## Using the information
1. Answer these questions about the acid reflux transcript:
(a) What does Leah say the powders are mixed in?
(b) How often does Leah suggest holding appointments when making a plan?
(c) What does Melanie suggest making pumpkin bread with?
2. Resume the acid reflux transcript after its final line, continuing the conversation.

## Quoted passage

******************************

MELANIE: And the powder doesn't really have a taste.

LEAH: No, the powders don't have a taste. You mix it in a little bit of water; down the hatch, it goes. Easy peasy. For most, the solution to control acid reflux is to give up those processed foods, the processed carbs, maybe all the gluten foods have to go as well. Limit the alcohol, the sugar, the fast foods, the pizzas, any of those things that cause that inflammation. Then add in the probiotics. For others, changing diet can be challenging, I'd say for many who come to our door.


LEAH: It's a challenge to undertake that on your own. So maybe several appointments, you know, every couple of weeks, just to make a plan, hone it a little bit over those couple of weeks, and then be able to take off from there is really helpful for people.

MELANIE: If we can just get them started and healed, then we can say, okay, what do you miss? And what are alternatives? And we're here to support, not to finger wag at you.

LEAH: Absolutely.

MELANIE: That's what we want to do.

LEAH: Meet everybody where they're at. And I've noticed for some of my clients who have been on acid reducing medication, maybe they need extra probiotics, or maybe they need Key Digestive Enzymes or just more of that digestive enzyme support. And they need that ongoing support just to remain reflux free for the long term. Sometimes even just that little glass of wine or the cheese and the crackers at the holiday party sets off that acid reflux again.

MELANIE: And then it's ruining your holidays. And I like to tell clients, let's heal you.

LEAH: Yep.

MELANIE: Get you healed. And then we'll look, what do you miss? What do we want to incorporate? How is this going to work for you going forward?

LEAH: Yep.

MELANIE: And as we head into the holiday eating, there are many foods for you to enjoy. I love mashed potatoes. Enjoy them with some butter on them. Maybe a gluten-free gravy. If you love pumpkin bread, make it with an alternative gluten-free flour.

******************************

## Data supplied
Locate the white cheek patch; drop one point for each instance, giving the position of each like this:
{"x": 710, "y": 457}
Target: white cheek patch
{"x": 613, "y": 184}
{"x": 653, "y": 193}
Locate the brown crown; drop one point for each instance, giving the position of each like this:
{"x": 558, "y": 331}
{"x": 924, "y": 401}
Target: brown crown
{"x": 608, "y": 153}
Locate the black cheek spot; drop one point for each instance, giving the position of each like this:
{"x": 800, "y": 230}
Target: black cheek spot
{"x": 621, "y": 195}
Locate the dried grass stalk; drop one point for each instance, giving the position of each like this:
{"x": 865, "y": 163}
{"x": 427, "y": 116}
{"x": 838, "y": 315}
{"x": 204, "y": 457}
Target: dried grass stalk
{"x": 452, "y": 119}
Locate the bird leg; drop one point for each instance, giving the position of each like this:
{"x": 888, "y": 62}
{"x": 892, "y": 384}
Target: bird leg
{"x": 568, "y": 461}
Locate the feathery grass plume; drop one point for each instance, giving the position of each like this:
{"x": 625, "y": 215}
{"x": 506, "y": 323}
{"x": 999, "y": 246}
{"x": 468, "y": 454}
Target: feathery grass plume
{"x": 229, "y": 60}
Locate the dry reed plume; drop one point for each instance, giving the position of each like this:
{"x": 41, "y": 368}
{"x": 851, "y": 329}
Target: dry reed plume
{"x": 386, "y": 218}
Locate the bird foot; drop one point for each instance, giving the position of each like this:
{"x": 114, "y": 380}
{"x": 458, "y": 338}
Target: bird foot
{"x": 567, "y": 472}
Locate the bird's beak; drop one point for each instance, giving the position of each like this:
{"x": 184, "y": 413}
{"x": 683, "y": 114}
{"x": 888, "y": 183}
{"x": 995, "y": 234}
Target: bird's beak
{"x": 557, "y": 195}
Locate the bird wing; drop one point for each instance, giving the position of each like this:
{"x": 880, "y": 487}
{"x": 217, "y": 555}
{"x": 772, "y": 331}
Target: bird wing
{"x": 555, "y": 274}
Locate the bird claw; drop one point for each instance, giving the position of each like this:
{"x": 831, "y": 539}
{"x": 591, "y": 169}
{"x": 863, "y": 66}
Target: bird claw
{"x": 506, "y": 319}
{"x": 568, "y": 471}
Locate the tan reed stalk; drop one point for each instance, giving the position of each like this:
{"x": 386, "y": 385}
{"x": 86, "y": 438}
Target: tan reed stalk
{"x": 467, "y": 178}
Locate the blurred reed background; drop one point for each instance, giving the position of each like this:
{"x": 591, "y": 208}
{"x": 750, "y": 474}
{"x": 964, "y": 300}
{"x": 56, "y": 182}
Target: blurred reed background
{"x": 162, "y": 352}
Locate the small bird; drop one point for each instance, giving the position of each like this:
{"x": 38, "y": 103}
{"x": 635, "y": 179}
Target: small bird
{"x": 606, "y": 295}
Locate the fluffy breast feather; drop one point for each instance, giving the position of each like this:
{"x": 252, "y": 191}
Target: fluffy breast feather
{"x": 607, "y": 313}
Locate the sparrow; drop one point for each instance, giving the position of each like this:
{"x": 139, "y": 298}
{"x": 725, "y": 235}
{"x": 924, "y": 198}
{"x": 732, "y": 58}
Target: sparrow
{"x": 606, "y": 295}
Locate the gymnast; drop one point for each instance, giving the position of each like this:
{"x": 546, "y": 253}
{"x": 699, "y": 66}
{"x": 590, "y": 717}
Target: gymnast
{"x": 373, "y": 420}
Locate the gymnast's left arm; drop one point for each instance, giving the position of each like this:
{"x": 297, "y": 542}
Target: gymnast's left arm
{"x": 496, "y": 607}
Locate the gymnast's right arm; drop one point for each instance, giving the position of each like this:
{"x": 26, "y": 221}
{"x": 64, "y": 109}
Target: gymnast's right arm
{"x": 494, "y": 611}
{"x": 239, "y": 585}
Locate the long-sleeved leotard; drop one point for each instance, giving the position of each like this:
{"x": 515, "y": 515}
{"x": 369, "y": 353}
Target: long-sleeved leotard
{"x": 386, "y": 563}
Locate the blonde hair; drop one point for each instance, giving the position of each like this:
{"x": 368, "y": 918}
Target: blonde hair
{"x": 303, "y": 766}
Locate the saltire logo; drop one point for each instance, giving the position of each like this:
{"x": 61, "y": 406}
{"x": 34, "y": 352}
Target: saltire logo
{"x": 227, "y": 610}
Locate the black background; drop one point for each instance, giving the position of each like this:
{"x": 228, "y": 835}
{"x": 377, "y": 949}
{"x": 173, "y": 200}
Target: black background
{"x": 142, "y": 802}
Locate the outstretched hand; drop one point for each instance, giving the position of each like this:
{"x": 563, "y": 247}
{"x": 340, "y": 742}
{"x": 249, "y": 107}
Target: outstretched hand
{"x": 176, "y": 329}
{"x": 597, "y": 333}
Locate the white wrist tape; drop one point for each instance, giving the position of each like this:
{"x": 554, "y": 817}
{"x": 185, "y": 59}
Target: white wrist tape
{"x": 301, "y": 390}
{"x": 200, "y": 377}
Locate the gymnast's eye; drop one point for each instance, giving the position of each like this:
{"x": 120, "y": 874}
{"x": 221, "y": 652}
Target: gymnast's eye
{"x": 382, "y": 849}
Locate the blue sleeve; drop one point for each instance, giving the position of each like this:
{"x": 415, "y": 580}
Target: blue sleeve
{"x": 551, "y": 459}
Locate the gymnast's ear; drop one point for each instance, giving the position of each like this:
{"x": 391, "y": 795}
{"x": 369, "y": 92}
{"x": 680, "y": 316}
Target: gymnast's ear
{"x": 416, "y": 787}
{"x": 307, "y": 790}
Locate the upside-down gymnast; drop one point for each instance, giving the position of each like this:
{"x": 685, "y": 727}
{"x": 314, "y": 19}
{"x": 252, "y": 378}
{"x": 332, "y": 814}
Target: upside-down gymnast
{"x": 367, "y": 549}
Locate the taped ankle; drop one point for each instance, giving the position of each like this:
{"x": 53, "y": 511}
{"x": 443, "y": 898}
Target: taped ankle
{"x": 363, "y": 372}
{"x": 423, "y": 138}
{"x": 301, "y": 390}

******************************

## Task-by-task answers
1.
(a) A little bit of water.
(b) Every couple of weeks.
(c) An alternative gluten-free flour.

2.
There's a lot on our website. So I encourage clients, go to our website and follow some of these recipes that we have. My favorites for the holidays are like pumpkin muffins. We have a sweet potato casserole. We have green bean casserole, pumpkin custard, and a mocha mousse. All of these are delicious and they're not going to harm you.

LEAH: Mm-hmm.

MELANIE: So you're not going to bed with acid reflux. You can eat a variety of vegetables, make a wild rice casserole. We've got a Weight and Wellness cookbook that has a lot of these recipes. And when you go to bed and you're free of a heartburn, you're going to say, oh, thank you. I can enjoy my holiday a little better. Make sure you take your probiotics on that turkey day. Don't skip the supplements your nutritionist sets you up on. And visit our website and find some. There's a lot of information out there to help you enjoy your holidays without the burn.

LEAH: I even want to highlight that pumpkin custard recipe a little bit, because I was teaching one of our Ongoing Support and Education classes just the other week. And one of the students in class, that's what she was sharing. She was like, I love pumpkin pie. That is my thing. That is my jam at the holidays. And so I'm kind of trying to decide, you know, I've committed to this no sugar eating. I've committed to eating well, but I love that pumpkin pie. Do I allow myself that little bit? Do I stay away and just kind of stick to my guns? How do I do that? And I suggested the pumpkin custard recipe. I said, you know, take a look at this.

MELANIE: Wonderful.

LEAH: It's, you know, it has healthy fats in it. And you, I believe the recipe as it's written, you make it in little individual ramekins, so you don't need to have a pie sitting around after all the guests leave.

MELANIE: The day after.

LEAH: Yeah. The day after. Even a week later. you can make, you can portion it out a little bit easier, make them in those individual ramekins. And then it's, it just is a nice way to still adhere to your goals of eating well through the holidays, but even enjoy it. You can still enjoy that little bit of pumpkin pie.

MELANIE: Little pain-free holiday.

LEAH: Yeah.

MELANIE: Our goal at Nutritional Weight and Wellness is to help each and every person experience better health through eating real food. It's a simple, yet powerful message. Eating real food is life changing. Thank you for joining us today.